- What needs to be done:
Print all the records exactly, please.

(Source records)
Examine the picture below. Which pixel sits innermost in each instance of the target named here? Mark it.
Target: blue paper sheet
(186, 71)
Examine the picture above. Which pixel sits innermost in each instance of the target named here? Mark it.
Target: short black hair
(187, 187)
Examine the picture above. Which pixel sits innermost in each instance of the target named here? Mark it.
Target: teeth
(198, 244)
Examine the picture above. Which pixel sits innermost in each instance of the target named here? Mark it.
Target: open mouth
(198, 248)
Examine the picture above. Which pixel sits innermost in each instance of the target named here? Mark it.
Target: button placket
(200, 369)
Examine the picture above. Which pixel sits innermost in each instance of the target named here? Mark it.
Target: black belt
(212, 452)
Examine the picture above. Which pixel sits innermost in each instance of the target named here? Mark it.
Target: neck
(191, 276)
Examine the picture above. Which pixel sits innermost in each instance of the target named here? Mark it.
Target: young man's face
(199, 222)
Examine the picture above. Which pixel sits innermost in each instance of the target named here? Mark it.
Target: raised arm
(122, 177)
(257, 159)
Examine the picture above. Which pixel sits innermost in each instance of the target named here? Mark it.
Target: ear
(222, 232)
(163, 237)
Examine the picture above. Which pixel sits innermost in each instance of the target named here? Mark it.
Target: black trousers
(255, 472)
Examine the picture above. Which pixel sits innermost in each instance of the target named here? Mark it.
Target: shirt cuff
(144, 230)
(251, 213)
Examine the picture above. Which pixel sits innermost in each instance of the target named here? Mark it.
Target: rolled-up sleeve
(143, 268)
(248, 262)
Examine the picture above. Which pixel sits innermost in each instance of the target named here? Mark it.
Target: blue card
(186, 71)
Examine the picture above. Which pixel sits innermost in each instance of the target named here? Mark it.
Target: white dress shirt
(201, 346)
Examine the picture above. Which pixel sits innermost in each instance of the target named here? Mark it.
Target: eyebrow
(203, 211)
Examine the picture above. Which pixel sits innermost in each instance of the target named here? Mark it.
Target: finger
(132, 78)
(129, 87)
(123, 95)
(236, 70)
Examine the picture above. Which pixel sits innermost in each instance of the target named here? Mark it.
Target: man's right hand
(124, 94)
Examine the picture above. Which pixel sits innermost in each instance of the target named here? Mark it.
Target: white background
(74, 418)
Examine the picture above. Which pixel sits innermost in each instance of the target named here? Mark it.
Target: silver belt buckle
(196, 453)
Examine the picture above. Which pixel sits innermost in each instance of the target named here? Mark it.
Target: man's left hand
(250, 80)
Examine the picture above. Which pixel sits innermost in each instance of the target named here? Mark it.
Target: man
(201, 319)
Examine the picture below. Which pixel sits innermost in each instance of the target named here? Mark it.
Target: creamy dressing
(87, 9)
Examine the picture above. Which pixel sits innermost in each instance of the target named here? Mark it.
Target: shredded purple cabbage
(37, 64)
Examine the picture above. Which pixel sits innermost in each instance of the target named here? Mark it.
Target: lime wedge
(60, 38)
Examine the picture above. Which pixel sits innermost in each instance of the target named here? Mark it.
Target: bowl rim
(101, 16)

- Worked solution:
Examine the picture below. Which pixel sits innermost in each instance of the target named here? Mark it.
Target: blue paper sheet
(186, 71)
Examine the picture above. Which pixel sits innermost in each instance of the target named here? Mark it.
Target: short black hair
(187, 187)
Examine the picture above. Which pixel sits innermost in each instance of the target named here? Mark it.
Target: teeth
(198, 244)
Examine the picture above. Which pixel sits innermost in each instance of the target named here? Mark it.
Target: open mouth
(198, 248)
Examine the picture above. Which pixel sits innermost in each instance of the target named here? Mark it.
Target: button placket
(200, 369)
Examine the picture above. Which pixel sits innermost in each instance of the target named here? Mark it.
Target: black belt
(212, 452)
Examine the picture above. Which pixel sits innermost in each instance of the target named here? Mark it.
Target: neck
(191, 276)
Examine the picture above. Which pixel sits innermost in each instance of the target named here? Mark it.
Target: young man's face
(199, 222)
Examine the picture above. Which pixel sits innermost in each instance of the target named here? Mark it.
Target: raised arm
(122, 177)
(257, 159)
Examine the picture above. Which pixel sits innermost in each instance of the target named here? Mark it.
Target: ear
(222, 232)
(163, 237)
Examine the picture above. Which pixel sits innermost in each instance of the target named here? Mark it.
Target: black trousers
(255, 472)
Examine the picture above. Which pixel sits innermost in each instance of the target named here? Mark it.
Target: shirt cuff
(144, 230)
(251, 213)
Examine the picture above. Which pixel sits innermost in each instance of the target named here? Mark it.
Target: rolled-up sleeve
(143, 268)
(248, 262)
Examine the picture above. Which pixel sits innermost in each instance of the target named here? Mark it.
Target: blue card
(186, 71)
Examine the picture above. Which pixel sits innermost in each instance of the target named here? Mark it.
Target: white dress shirt
(201, 346)
Examine the picture above. Which pixel sits innermost in each instance of the target named here? Mark it.
Target: eyebrow
(203, 211)
Examine the picture above. Which pixel sits innermost in each instance of the target named here? Mark it.
Target: finger
(132, 78)
(129, 87)
(123, 95)
(236, 70)
Examine the picture above. Which pixel sits innermost in each instance of the target named here? Mark it.
Target: man's right hand
(124, 94)
Examine the picture above. Which pixel sits innermost in each instance of the target named here? Mark it.
Target: white background
(74, 418)
Examine the picture above. Which pixel sits innermost in each instance of the target named here? Mark it.
Target: silver belt buckle
(196, 453)
Examine the picture above. Which pixel sits innermost in each instance of the target named here? Mark it.
Target: man's left hand
(250, 80)
Examine the picture above. Which pixel sits innermost in each instance of the target named here? Mark it.
Target: man
(201, 319)
Examine the picture below. Which pixel sits innermost in each instance of the target named here? Mark it.
Target: creamy dressing
(87, 9)
Examine the picture above. Which pixel sits innermost in each instance of the target named here? Mark it.
Target: shredded purple cabbage
(37, 64)
Examine the picture above. Which pixel sits innermost in each instance of the target named here? Mark it.
Target: lime wedge
(60, 38)
Examine the picture above. Which pixel sits innermost in each instance of the target named here? Mark it.
Target: bowl rim
(101, 16)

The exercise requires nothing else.